Can you copy out, word for word, every line from the one containing "Objective — for the camouflage" through the last of the rows, with both ends included?

++++++

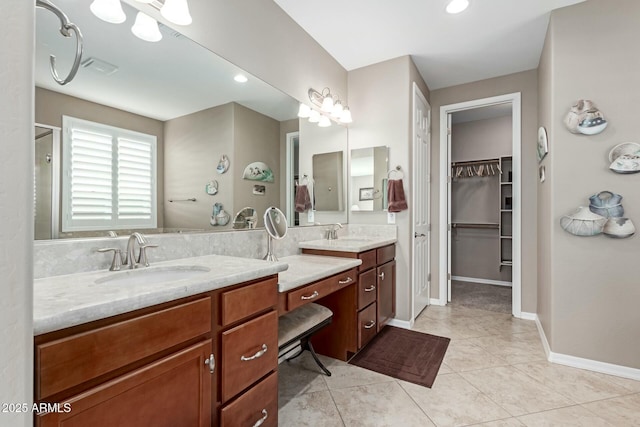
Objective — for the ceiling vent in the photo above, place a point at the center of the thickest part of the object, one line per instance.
(99, 66)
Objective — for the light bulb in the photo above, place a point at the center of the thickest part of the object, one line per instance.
(327, 103)
(324, 122)
(314, 116)
(146, 28)
(176, 11)
(108, 10)
(457, 6)
(304, 111)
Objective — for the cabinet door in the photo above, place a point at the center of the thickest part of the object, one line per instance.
(172, 391)
(386, 293)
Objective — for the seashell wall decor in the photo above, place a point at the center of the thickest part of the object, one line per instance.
(584, 118)
(603, 216)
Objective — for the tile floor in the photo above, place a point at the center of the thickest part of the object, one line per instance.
(494, 374)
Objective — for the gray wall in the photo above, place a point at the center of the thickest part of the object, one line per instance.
(590, 285)
(527, 84)
(256, 138)
(475, 253)
(16, 207)
(50, 106)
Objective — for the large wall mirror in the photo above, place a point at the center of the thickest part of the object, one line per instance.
(185, 96)
(369, 168)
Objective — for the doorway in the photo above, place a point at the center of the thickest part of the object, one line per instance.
(480, 230)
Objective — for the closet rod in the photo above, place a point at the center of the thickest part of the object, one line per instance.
(475, 162)
(475, 225)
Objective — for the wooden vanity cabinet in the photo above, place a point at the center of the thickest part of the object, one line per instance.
(177, 363)
(375, 304)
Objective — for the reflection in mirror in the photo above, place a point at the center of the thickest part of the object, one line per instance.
(275, 223)
(369, 167)
(190, 102)
(245, 218)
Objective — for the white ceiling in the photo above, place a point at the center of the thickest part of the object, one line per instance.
(491, 38)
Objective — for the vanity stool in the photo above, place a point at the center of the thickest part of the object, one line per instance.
(299, 325)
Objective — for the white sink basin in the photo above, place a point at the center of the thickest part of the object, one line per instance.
(154, 275)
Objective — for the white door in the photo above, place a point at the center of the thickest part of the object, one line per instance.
(448, 208)
(421, 273)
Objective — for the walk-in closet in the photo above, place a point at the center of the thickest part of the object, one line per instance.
(482, 208)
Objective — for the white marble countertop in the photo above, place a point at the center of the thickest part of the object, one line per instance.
(348, 243)
(305, 269)
(63, 301)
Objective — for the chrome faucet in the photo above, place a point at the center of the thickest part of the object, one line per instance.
(332, 233)
(131, 261)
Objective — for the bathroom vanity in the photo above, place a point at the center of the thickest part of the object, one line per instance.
(204, 359)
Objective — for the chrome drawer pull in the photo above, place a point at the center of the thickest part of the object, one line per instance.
(370, 324)
(211, 361)
(312, 296)
(260, 353)
(265, 415)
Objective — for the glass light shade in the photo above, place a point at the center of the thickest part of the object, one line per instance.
(314, 116)
(304, 111)
(176, 11)
(324, 122)
(337, 109)
(108, 10)
(457, 6)
(146, 28)
(327, 103)
(345, 117)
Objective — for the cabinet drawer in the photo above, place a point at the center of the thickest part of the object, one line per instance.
(368, 260)
(366, 325)
(173, 391)
(249, 351)
(260, 402)
(72, 360)
(385, 254)
(366, 288)
(243, 302)
(320, 289)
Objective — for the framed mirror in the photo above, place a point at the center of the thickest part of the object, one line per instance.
(368, 179)
(185, 96)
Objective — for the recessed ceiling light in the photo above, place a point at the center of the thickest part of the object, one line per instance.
(457, 6)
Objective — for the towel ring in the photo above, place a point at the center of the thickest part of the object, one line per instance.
(397, 170)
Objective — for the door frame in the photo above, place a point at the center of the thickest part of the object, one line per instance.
(445, 185)
(417, 93)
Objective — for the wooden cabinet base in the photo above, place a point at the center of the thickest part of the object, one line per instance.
(172, 391)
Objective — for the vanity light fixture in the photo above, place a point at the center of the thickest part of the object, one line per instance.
(327, 107)
(457, 6)
(108, 10)
(146, 28)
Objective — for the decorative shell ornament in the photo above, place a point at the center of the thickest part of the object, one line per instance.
(584, 118)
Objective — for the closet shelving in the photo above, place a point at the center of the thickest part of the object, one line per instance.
(506, 212)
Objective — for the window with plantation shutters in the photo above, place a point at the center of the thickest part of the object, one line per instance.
(109, 177)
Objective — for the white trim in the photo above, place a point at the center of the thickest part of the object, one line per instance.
(445, 110)
(483, 281)
(401, 323)
(581, 363)
(528, 316)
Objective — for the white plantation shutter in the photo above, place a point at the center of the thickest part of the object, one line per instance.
(109, 177)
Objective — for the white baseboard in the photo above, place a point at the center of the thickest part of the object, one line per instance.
(404, 324)
(483, 281)
(581, 363)
(437, 301)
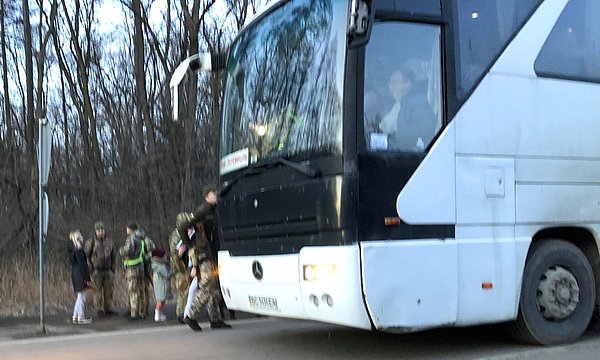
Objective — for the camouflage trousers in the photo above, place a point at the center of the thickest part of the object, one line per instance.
(145, 299)
(102, 289)
(135, 289)
(181, 285)
(208, 294)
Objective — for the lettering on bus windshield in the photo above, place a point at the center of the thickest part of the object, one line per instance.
(284, 89)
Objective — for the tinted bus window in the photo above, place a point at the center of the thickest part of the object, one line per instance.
(484, 29)
(572, 51)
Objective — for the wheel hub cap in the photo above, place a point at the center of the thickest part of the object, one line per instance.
(558, 293)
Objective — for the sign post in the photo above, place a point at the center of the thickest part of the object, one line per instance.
(44, 155)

++++++

» **Written answer**
Objective — for the camouflage trousers in the photo above, place a point at the center of the thickest part of the object, one line per instance.
(145, 299)
(102, 289)
(135, 289)
(181, 285)
(208, 294)
Objective — for the lettering on bus windshield in the photo above, place a point at the center of the thickest part of the object, one line per instance.
(284, 89)
Objective — for the tinted bus window in the photo above, place a point at the center of the thickest part of the object, one line per instance.
(484, 29)
(572, 51)
Objective — for the wheel hub cap in the photo above, place a point at the center of the thickest part of the object, one line per instance.
(558, 293)
Objective — for the sign post in the photo above, place a point at the center of the thickest part of the object, one line per instance.
(44, 155)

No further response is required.